Text block.
•••••
First was a little bb pistol you had to cock for each shot. My dad draped a bed sheet from the ceiling to a bench, so the bb's would be stopped and then roll down and collect at the bottom. I peppered many a paper target with that setup.

Then later on at about age 12, I did rifle merit badge at scout camp, and ended up getting the marksmanship award for the entire camp. I shot the best score out of any boy there.

With such success early on, I loved shooting because it seemed I had a knack for it.

Unfortunately, I didn't get to shoot anything outside of scouts (.22 and 20ga only a couple more times) until 9th grade. My karate instructor took a bunch of us to the range, and it was my first opportunity to shoot handguns. I still remember what a joy it was to shoot that P7.

No more shooting through the end of highschool.

My first year at college, I took an ROTC class as an easy elective. At a FTX, I got to shoot a full auto M16. Then got to use an M16 in a simulated ambush using blanks. What fun.
•••••
Records for the exercise.
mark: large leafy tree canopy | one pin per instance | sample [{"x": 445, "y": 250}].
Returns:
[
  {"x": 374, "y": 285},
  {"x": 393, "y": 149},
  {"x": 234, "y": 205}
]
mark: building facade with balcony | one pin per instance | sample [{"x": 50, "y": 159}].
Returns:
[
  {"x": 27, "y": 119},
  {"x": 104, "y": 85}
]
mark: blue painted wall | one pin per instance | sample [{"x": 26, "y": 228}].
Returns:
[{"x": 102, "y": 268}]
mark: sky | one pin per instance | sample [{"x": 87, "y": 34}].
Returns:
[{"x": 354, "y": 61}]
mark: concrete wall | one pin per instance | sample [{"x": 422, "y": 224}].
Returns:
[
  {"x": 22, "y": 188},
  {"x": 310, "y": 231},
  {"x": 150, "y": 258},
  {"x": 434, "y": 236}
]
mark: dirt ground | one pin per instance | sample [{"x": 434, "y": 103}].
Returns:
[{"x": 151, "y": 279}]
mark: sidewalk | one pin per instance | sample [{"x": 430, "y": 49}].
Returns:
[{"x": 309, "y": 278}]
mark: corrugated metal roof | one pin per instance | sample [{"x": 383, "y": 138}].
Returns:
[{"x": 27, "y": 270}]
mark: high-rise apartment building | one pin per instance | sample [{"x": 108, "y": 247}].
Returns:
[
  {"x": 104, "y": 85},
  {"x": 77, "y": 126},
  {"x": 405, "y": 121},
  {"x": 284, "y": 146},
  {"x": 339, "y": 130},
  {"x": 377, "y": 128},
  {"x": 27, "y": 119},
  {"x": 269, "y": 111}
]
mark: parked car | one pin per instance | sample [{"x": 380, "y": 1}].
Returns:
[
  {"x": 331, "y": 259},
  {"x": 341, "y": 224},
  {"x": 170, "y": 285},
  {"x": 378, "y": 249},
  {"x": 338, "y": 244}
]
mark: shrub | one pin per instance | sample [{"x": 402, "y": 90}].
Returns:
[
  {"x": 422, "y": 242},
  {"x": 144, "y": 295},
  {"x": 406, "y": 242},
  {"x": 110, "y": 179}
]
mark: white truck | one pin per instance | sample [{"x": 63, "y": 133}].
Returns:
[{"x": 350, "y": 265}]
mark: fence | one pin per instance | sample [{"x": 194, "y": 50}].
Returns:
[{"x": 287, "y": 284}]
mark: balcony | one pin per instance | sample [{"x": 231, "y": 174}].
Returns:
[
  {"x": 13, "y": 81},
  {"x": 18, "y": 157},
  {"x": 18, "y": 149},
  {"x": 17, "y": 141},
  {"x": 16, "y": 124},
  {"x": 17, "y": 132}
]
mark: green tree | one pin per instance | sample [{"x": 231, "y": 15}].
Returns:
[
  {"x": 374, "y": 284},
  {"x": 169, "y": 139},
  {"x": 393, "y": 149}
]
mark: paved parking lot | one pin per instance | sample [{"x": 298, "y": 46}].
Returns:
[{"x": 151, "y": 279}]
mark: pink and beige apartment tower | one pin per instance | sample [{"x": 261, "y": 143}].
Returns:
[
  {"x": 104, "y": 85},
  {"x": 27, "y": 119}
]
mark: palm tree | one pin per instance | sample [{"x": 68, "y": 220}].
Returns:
•••••
Tasks to complete.
- a) Extract every line in the rows that contains the word "tree".
- b) Please carry on the account of growing up shooting, starting right after its last sentence.

Results of the exercise.
- a)
mark: large leafy tree canopy | one pin per instance | sample [{"x": 445, "y": 250}].
mark: green tree | one pin per instance | sample [{"x": 231, "y": 15}].
mark: palm tree | one pin per instance | sample [{"x": 68, "y": 220}].

- b)
Also that year at school, I got addicted to the game Counter Strike. I read up on and learned all about my favorite guns in that game. Yes, believe it or not, one the driving forces was a computer game. I've wanted, and looked into getting, an FN FiveseveN since before they were civvie legal because of that game.

A few years later, at 22, I finally had the money and accumulated knowledge to buy my first handgun, a glock 19. With inheriting my grandfather's collection later that year, and continuing to expand the kinds of shooting I love (handguns! sporting clays! evil rifles! oh my!), my collection steadily grew to what it is today.
 
My dad and grandfather hunted and used to take me with them when I was little .So I continued to do that and buy guns in the process.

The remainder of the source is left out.